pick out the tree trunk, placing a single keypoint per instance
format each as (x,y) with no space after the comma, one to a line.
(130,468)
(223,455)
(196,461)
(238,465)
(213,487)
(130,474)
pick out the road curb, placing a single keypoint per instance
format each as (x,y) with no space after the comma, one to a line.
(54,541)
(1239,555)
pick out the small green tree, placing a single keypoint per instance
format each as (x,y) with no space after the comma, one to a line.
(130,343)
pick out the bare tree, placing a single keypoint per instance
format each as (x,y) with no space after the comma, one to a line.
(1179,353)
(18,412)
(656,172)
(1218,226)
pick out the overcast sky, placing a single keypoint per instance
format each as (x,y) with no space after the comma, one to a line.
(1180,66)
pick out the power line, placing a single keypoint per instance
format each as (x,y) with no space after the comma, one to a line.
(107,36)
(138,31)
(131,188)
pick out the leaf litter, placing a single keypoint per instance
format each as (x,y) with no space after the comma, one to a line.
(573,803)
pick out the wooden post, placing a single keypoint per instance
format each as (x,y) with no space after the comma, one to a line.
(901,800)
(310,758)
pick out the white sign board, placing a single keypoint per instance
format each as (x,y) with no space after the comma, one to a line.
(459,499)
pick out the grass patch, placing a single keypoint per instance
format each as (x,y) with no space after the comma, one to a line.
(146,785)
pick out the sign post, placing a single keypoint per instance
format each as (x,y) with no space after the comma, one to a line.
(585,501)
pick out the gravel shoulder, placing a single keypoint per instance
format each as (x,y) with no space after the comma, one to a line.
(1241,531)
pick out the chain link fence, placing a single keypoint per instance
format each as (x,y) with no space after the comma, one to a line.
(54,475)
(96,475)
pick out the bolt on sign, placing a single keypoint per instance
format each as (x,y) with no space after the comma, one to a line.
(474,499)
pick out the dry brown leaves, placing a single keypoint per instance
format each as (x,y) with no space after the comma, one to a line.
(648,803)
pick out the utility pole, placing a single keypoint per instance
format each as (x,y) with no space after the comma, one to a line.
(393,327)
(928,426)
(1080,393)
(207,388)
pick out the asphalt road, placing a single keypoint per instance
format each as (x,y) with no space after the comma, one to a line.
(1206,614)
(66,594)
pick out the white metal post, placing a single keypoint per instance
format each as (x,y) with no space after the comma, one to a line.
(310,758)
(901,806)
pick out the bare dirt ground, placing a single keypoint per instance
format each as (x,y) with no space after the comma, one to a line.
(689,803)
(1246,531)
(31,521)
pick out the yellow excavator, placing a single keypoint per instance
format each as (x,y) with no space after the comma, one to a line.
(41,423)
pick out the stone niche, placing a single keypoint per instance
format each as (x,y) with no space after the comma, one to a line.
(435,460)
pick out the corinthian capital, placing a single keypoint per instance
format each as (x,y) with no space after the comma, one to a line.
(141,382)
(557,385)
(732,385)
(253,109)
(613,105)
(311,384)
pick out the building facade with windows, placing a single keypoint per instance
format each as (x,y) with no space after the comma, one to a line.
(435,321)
:::
## Given request
Format the lines above as a Markdown table with a Number column for the row number and a Line column for the line itself, omitting any blank lines.

## Task output
| Number | Line |
|---|---|
| 1 | pick out the tree trunk, placing a single keypoint per instance |
| 2 | format each as (x,y) with no space after the comma, one to a line. |
| 3 | (130,468) |
| 4 | (223,455) |
| 5 | (196,461) |
| 6 | (238,465) |
| 7 | (213,487) |
| 8 | (130,474) |
| 9 | pick out the road curb, placing a single keypoint per instance |
| 10 | format each as (x,y) with no space after the comma, one to a line. |
| 11 | (54,541) |
| 12 | (1239,555) |
| 13 | pick out the small green tree, placing a single keypoint per instance |
| 14 | format each as (x,y) with no space after the comma, one to a line. |
| 15 | (130,343) |
| 16 | pick out the bare tree, placing a single keypoint per instance |
| 17 | format each as (x,y) with no space after the comma, one to a line. |
| 18 | (1179,353) |
| 19 | (18,412) |
| 20 | (656,172) |
| 21 | (1218,226) |
| 22 | pick out the overcast sky, placing a single keypoint per instance |
| 23 | format each as (x,y) with no space after the comma, one to a line. |
| 24 | (1180,66) |
| 25 | pick out the power line, placing a single keypoint per instance |
| 26 | format each as (x,y) with no space after the comma, one to a line. |
| 27 | (107,36) |
| 28 | (138,31) |
| 29 | (131,188) |
| 30 | pick out the leaf litter, placing a single keypoint per instance |
| 31 | format each as (x,y) with no space after the comma, one to a line. |
| 32 | (573,803) |
| 33 | pick out the wooden post, placing a single keypoint per instance |
| 34 | format each as (x,y) with no space after the comma, one to a line. |
| 35 | (901,800) |
| 36 | (310,758) |
| 37 | pick out the white sign board, placing a single keypoint per instance |
| 38 | format each as (x,y) with no space after the comma, one to a line. |
| 39 | (459,499) |
| 40 | pick out the grass patch, placing a single keypoint per instance |
| 41 | format each as (x,y) with no space after the comma, one to a line. |
| 42 | (146,785) |
| 43 | pick out the sign post, placing a single keypoint per instance |
| 44 | format each as (x,y) with no space after the comma, one to a line. |
| 45 | (585,501) |
| 46 | pick out the gravel shoulder, placing a single keypoint per instance |
| 47 | format each as (x,y) with no space after the comma, one to a line. |
| 48 | (1241,531) |
| 49 | pick out the chain link fence, placing a single keypoint per instance |
| 50 | format each as (x,y) with no space after the comma, one to a line. |
| 51 | (54,475) |
| 52 | (96,475) |
| 53 | pick out the bolt on sign, placing a single keypoint per instance |
| 54 | format each as (x,y) with no space after the comma, one to a line. |
| 55 | (474,499) |
| 56 | pick out the dry brown leaves, placing a single keypoint per instance |
| 57 | format each as (x,y) with no space after the comma, one to a line. |
| 58 | (648,803) |
| 59 | pick out the utility pole, placing a single keypoint per instance |
| 60 | format each as (x,y) with no space after the comma, one to a line. |
| 61 | (393,327) |
| 62 | (928,426) |
| 63 | (1080,393) |
| 64 | (207,388) |
| 65 | pick out the asphalt road, placing a single keypoint per instance |
| 66 | format each as (x,y) with no space after the comma, one to a line. |
| 67 | (1206,614) |
| 68 | (66,594) |
| 69 | pick out the white metal post, placing a single keypoint per instance |
| 70 | format each as (x,y) with no space after the comma, one to a line. |
| 71 | (310,758) |
| 72 | (901,806) |
| 73 | pick out the bare dirt ground, placing a single keypoint per instance |
| 74 | format each as (x,y) with no space after the comma, one to a line. |
| 75 | (689,803) |
| 76 | (1246,531) |
| 77 | (31,521) |
| 78 | pick out the yellow excavator, placing a single keypoint per instance |
| 79 | format each as (x,y) with no space after the comma, one to a line. |
| 80 | (41,423) |
| 81 | pick out the stone niche, placing a single keypoint per instance |
| 82 | format each as (x,y) with no space after the comma, one to a line. |
| 83 | (435,460) |
| 84 | pick out the corinthian capital, placing a single keypoint per instance |
| 85 | format each as (x,y) with no space after the comma, one to a line. |
| 86 | (141,382) |
| 87 | (557,385) |
| 88 | (732,385) |
| 89 | (253,109) |
| 90 | (613,105) |
| 91 | (311,384) |
| 92 | pick out the building facade with windows, placing a single keypoint per instance |
| 93 | format each as (x,y) with no space after the comma, one to a line. |
| 94 | (435,321) |